REQUIRED WORK: Find each line in the listing below that contains the word "cloud" and copy those lines.

RECORDS SHOWN:
■ ■ ■ ■ ■
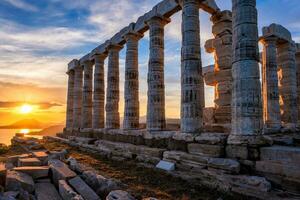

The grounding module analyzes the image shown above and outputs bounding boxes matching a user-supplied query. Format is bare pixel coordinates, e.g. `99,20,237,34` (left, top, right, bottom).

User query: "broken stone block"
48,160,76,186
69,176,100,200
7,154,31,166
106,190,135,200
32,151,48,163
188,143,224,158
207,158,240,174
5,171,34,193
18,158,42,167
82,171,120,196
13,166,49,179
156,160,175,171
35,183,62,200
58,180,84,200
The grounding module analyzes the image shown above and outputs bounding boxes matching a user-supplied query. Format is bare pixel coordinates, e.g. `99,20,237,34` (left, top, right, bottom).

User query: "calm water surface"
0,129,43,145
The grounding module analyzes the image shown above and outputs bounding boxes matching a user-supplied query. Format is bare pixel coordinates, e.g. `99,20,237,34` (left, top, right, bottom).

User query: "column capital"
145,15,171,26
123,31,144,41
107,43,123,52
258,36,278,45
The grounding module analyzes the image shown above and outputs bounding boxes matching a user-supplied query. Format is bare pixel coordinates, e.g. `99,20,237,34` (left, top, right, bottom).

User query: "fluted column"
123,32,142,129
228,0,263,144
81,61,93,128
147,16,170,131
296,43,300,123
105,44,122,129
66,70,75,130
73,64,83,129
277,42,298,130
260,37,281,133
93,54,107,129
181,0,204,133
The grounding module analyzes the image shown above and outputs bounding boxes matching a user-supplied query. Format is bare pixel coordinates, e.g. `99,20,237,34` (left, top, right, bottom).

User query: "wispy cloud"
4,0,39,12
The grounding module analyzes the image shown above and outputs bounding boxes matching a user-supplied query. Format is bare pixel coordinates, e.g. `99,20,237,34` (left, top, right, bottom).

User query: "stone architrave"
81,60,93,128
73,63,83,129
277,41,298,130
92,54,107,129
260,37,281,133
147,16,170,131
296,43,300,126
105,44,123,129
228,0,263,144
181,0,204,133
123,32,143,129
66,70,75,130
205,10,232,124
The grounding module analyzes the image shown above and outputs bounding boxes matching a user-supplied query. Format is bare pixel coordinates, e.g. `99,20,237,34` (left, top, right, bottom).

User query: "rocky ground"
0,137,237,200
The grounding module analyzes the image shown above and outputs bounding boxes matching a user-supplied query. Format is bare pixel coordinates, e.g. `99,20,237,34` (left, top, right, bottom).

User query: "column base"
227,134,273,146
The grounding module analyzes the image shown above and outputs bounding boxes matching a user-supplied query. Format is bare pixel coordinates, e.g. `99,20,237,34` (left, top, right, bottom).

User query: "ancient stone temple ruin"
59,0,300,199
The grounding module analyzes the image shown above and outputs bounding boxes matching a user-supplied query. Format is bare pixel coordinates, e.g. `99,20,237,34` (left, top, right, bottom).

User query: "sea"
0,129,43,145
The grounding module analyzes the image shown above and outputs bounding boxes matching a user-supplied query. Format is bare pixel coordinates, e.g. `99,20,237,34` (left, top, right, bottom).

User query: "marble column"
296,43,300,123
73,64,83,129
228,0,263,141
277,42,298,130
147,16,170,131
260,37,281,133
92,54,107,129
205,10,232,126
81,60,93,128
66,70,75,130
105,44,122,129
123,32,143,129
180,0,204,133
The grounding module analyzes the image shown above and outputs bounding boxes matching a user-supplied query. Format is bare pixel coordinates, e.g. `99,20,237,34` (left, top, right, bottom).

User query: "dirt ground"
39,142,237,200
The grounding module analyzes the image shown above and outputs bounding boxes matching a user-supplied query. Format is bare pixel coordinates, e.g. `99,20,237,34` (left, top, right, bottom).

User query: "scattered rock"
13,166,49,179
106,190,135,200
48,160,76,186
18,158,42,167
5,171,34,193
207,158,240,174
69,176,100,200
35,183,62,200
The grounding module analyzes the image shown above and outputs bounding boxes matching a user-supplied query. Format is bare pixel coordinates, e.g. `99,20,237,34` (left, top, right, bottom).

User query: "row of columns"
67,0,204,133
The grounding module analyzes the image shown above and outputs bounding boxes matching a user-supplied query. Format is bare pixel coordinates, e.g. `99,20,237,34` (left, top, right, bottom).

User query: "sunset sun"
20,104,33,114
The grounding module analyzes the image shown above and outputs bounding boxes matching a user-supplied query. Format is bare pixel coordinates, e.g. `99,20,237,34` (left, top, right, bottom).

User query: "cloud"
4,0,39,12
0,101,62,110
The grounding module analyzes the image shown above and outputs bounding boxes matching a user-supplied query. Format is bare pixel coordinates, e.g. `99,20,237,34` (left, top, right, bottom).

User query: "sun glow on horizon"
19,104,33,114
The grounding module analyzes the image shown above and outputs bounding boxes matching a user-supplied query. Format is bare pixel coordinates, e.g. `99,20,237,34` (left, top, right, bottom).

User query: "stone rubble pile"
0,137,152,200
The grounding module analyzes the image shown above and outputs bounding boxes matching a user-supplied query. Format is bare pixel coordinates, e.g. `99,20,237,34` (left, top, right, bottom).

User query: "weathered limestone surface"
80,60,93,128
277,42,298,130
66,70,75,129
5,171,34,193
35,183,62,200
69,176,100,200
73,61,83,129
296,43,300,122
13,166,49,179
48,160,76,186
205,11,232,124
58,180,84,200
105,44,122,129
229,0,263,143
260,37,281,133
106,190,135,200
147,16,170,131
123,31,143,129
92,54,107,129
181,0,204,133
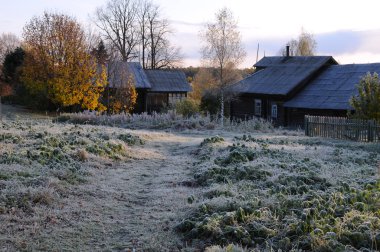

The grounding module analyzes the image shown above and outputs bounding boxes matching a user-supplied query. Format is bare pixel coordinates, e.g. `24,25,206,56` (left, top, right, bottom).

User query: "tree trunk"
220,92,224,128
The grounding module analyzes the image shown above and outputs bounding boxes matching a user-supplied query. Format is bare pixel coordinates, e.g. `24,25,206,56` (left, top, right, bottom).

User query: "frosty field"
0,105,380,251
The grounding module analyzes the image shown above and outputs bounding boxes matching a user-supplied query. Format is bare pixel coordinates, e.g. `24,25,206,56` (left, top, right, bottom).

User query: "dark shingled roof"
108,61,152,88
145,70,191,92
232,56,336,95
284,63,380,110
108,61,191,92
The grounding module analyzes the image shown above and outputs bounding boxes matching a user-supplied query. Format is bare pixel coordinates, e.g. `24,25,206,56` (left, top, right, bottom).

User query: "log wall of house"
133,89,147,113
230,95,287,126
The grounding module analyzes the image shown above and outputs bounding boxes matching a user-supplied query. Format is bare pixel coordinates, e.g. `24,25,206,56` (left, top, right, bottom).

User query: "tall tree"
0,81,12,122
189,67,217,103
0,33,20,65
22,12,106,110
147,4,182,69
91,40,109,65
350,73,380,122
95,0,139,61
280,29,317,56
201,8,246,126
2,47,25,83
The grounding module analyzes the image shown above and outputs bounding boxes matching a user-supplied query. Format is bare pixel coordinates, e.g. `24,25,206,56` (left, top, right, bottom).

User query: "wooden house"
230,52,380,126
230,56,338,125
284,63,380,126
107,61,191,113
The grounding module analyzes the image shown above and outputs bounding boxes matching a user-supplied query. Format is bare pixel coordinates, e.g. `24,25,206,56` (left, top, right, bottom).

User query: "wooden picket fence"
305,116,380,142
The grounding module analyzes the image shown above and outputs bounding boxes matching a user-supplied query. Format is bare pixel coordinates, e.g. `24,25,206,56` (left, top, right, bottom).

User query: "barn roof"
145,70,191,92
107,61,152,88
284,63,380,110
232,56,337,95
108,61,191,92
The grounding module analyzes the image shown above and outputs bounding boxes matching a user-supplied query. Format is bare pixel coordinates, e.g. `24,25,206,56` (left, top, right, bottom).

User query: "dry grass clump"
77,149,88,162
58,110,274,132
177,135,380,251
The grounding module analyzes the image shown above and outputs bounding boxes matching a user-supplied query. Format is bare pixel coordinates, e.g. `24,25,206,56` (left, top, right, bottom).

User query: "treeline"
■ ■ ■ ■ ■
EXERCISE OUTPUT:
User query: "wispy cloud"
User query: "cloud"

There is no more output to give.